Excerpt provided →

*** Begin section ***

PARIS (Reuters) - Signs of legal problems and financial losses surrounding the French breast implant manufacturer at the heart of a scandal affecting hundreds of thousands of women worldwide can be traced back as far back as 2003, regulatory filings show.
France’s Poly Implant Prothese (PIP) shut its doors in 2010 after declaring bankruptcy but financial documents filed by its Delaware-based holding company, Heritage Worldwide Inc., suggest the firm had been in disarray for years amid legal action and rising debt woes.
An examination of filings with the U.S. Securities and Exchange Commission showed that Heritage, a shell company controlled by the founder of PIP, had been swinging in and out of losses and facing multiple lawsuits from women around the world who had experienced health problems following their implants.
Heritage acquired PIP in 2003 and held over 90 percent of its stock, but it in turn was 79 percent controlled by PIP founder Jean-Claude Mas, who has dropped out of sight since the company shut its doors in 2010.
Incorporating in Delaware allowed the holding company to benefit from the U.S. state’s management-friendly laws.
A final quarterly report filed in February 2009 showed that Heritage was searching for loans to repay its debt and sustain its operations.
“There are no assurances that the company will have sufficient funds to execute its business plan, pay its obligations as they come due or generate positive operating results,” Heritage said in the February 2009 filing.
Its final annual report for 2008 warned that liability claims from angry clients could force it out of business.
“Other breast implant manufacturers that suffered such claims in the past have been forced to cease operations or even to declare bankrupt,” the company wrote.
By March 2010, the doors of PIP were shut.
The lawyer for PIP, which is still in liquidation, told Reuters that neither the company nor Mas would comment on the matter. Yves Haddad said silence was out of “decency and discretion.”
Attempts to contact representatives from Heritage were unsuccessful. The company does not appear to still exist, with its trading symbol showing a year high of 0.049 cents in July.
Today PIP, which sold its products in some 65 countries and for a time was the third-largest maker of breast implants, is at the heart of an international health scare. The French government on Friday urged 30,000 women in France to seek removal of the defective implants made by the company.
As many as 300,000 women worldwide may have received PIP implants, which were exported to Latin American countries such as Brazil and Argentina, and Western European markets such as Britain, Germany, Spain and Italy.

*** End section ***

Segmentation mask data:

*** Begin section ***

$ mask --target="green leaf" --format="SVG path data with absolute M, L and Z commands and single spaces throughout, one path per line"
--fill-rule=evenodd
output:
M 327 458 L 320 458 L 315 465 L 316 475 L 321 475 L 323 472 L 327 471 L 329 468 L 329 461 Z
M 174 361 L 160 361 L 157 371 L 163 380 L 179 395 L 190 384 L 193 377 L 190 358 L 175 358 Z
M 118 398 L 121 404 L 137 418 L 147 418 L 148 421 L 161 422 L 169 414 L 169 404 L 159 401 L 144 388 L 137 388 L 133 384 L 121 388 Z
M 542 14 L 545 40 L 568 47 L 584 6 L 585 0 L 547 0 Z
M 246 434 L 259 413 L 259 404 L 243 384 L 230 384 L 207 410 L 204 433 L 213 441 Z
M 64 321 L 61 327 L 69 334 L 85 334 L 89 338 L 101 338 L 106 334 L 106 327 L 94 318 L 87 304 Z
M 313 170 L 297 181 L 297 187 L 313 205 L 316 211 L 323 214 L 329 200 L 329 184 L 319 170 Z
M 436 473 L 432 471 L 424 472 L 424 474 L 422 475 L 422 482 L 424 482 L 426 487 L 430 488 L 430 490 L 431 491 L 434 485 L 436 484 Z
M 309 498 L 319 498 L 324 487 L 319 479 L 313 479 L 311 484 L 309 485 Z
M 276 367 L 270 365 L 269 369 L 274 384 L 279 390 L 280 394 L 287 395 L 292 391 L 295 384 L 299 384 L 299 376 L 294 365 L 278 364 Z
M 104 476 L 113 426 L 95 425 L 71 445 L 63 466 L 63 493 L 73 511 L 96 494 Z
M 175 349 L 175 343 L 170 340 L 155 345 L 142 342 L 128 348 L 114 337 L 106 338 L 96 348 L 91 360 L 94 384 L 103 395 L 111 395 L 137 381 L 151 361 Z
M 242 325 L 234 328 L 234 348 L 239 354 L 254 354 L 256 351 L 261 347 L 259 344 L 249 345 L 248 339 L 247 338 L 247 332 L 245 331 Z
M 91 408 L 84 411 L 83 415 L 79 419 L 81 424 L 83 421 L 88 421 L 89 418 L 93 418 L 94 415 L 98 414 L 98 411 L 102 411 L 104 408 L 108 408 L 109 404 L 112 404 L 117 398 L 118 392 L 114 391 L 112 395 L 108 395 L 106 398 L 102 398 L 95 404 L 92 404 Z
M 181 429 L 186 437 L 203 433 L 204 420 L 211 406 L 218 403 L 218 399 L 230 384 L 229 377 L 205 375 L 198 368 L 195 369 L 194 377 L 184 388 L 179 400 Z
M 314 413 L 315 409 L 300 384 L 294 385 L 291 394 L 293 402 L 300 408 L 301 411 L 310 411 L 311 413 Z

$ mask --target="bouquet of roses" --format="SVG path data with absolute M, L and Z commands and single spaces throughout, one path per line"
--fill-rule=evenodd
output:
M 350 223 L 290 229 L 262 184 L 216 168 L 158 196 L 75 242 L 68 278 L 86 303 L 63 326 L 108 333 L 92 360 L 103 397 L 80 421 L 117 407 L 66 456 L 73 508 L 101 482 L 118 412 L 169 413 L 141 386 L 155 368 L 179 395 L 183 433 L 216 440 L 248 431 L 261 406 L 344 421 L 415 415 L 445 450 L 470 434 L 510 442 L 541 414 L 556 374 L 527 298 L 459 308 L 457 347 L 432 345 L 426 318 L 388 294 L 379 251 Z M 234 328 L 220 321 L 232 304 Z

*** End section ***

Assigned task → Proceed with the article on the PIP breast implant scandal, starting after its last sentence. The listing above is separate material unrelated to the article.

Response →
France’s health safety regulator has said that some of PIP’s implants were filled with sub-standard silicone, a cheaper industrial grade that the agency had not approved.
In the SEC filings, Heritage disclosed that it was sued in both Nottingham and London in 2006 by plaintiffs alleging that the envelope surrounding their implants were “not resistant enough and could cause pain and inflammation when they leak.”
Those courts later ordered PIP to pay $2.3 million in damages, a sum it said it could not afford.
American plaintiffs also had sued the company or its PIP subsidiary, according to the filings. Heritage disclosed in 2003 that it had received notice of claims “relating to failures or defects” from at least 600 patients in the United States, in connection with sales of breast implant products from 1996 to May 2000.
The company carried product liability insurance with a limit of $1 million worldwide, except for the U.S. and Canada.
Court records show PIP was sued for product liability numerous times in U.S. state and federal courts. Several cases were voluntarily dismissed after undisclosed settlements with the company. Some cases were withdrawn following PIP’s bankruptcy.
It does not appear that any cases went to trial.
One complaint filed in federal court in Houston includes a warning letter to PIP from the Food and Drug Administration, listing pages of violations discovered during an inspection of a facility in La Seyne, Sur Mer, in France.
The warning letter cited the firm’s failure to investigate the deflation of its implants and a failure to report more than 100 complaints in France and elsewhere to the FDA.
Heritage traces its history to a St. Louis company called Summit Productions Inc that formed in 1983 to produce gospel records, according to SEC filings. The company was an inactive shell that went through name and ownership changes until it became PIP’s holding company in a reverse merger in 2003.
Despite its legal problems, Heritage’s description of its products and business plan appeared rosy. Heritage said PIP produced many varieties of implants “to meet customers’ preferences and needs” and it cited its quality control standards and certifications.
In its 2008 annual report, Heritage described its intention to expand to China, where it was expecting sale authorization for its implants. It cited plans for subsidiaries in Germany, the Netherlands and Belgium to market directly to surgeons.
Heritage’s final quarterly report filed in February 2009 showed a net loss of $1.25 million for the six months ending December 31, 2008. The full-year loss was $5.1 million.
The company earned revenues of $1.2 million within France during that six-month period, and $6.2 million outside the country. Annual revenues in 2008 were $17 million.